● **Instruction**: Format every line below as a JSON list of strings, one string per line, with blank lines omitted. Exclude the pictures from the output.

● **Record list**:
►
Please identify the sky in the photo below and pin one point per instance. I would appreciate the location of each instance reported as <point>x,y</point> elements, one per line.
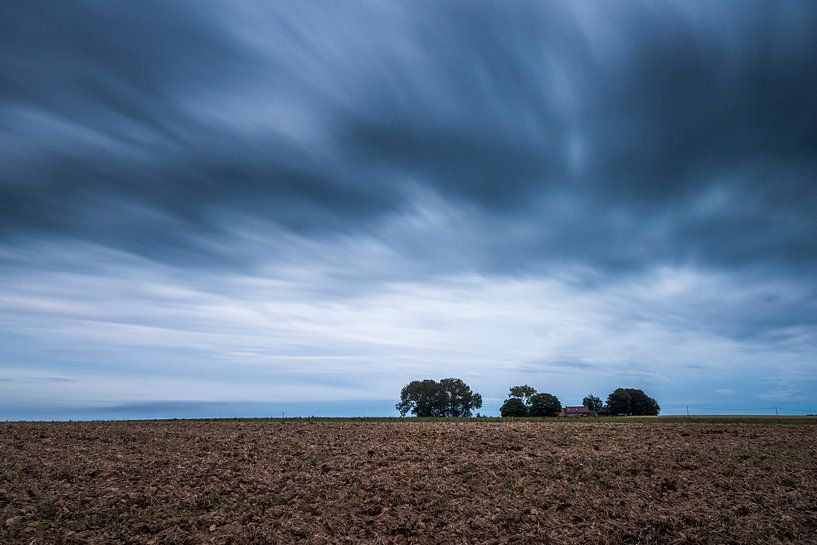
<point>244,209</point>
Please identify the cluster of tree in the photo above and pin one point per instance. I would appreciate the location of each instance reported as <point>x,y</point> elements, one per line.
<point>451,397</point>
<point>630,402</point>
<point>448,397</point>
<point>524,401</point>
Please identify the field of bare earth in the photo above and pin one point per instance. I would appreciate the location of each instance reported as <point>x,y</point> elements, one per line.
<point>408,482</point>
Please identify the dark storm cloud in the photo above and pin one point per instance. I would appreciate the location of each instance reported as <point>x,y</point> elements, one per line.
<point>615,136</point>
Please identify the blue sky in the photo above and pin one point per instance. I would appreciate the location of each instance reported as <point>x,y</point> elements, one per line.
<point>305,206</point>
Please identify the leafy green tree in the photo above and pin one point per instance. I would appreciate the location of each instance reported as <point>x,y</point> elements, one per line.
<point>631,401</point>
<point>513,406</point>
<point>523,392</point>
<point>422,398</point>
<point>429,398</point>
<point>461,400</point>
<point>544,405</point>
<point>593,403</point>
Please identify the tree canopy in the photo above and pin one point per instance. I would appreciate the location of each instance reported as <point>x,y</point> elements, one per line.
<point>524,401</point>
<point>544,405</point>
<point>513,406</point>
<point>593,403</point>
<point>631,401</point>
<point>522,392</point>
<point>450,397</point>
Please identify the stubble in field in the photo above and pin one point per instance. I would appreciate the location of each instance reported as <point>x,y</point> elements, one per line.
<point>407,482</point>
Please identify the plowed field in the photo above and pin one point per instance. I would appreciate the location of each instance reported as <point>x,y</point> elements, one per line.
<point>407,482</point>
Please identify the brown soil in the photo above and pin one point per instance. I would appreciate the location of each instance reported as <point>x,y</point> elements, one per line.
<point>407,482</point>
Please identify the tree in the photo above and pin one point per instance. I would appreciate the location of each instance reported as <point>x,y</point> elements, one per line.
<point>631,401</point>
<point>544,405</point>
<point>523,392</point>
<point>461,400</point>
<point>429,398</point>
<point>592,402</point>
<point>513,406</point>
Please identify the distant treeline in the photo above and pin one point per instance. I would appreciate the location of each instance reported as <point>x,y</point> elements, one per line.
◄
● **Final answer**:
[
  "Please identify the sky in the photo below and pin one point per instance. I would appreciate the location of each instance reported as <point>x,y</point> elements, one per line.",
  "<point>244,209</point>",
  "Please identify the cluster of tree in the photo above and pin one point per instance. I would appreciate the location of each instance reported as <point>x,y</point> elements, one per line.",
  "<point>451,397</point>",
  "<point>630,402</point>",
  "<point>448,397</point>",
  "<point>524,401</point>",
  "Please identify the field of bare earth in the photo above and pin one point per instance. I would appreciate the location of each instance reported as <point>x,y</point> elements, one per line.",
  "<point>408,482</point>",
  "Please identify the dark storm cloud in the photo above and pin one point per instance. I would appreciate the location of each instance reported as <point>x,y</point> elements, one per line.",
  "<point>615,136</point>",
  "Please identify the blue sky in the photo above and pin one point per instance. I would appreciate the location of each instance reported as <point>x,y</point> elements, one per line.",
  "<point>305,206</point>",
  "Please identify the leafy green tree in the photo above and pin one point per instance. I would appreciate the location of each instance reported as <point>x,y</point> elements, one per line.",
  "<point>631,401</point>",
  "<point>513,406</point>",
  "<point>523,392</point>",
  "<point>422,398</point>",
  "<point>429,398</point>",
  "<point>461,400</point>",
  "<point>544,405</point>",
  "<point>593,403</point>",
  "Please identify the tree canopy in the photo above and pin one point per instance. I would appreciate the location of each instance reported as <point>x,y</point> elements, one per line.",
  "<point>524,401</point>",
  "<point>544,405</point>",
  "<point>513,406</point>",
  "<point>593,403</point>",
  "<point>631,401</point>",
  "<point>522,392</point>",
  "<point>450,397</point>",
  "Please identify the stubble in field in the photo above and pin one point per instance. I would appreciate the location of each instance reported as <point>x,y</point> elements, one per line.",
  "<point>407,482</point>",
  "Please identify the plowed field in the photo above and pin one point per instance. I would appreciate the location of each instance reported as <point>x,y</point> elements, one per line.",
  "<point>407,482</point>",
  "Please identify the brown soil in the photo above and pin one point per instance. I would appreciate the location of each instance reported as <point>x,y</point> elements, one per line.",
  "<point>407,482</point>",
  "Please identify the tree in the photo above and pin one point per instance. I would appreciate the location of each instance reported as <point>x,y</point> elements, one per line.",
  "<point>631,401</point>",
  "<point>544,405</point>",
  "<point>523,392</point>",
  "<point>461,400</point>",
  "<point>429,398</point>",
  "<point>592,402</point>",
  "<point>513,406</point>",
  "Please identify the distant treeline in the photo above and pin one point per instance. I would appreciate the location of each instance reported as <point>x,y</point> elements, one per line."
]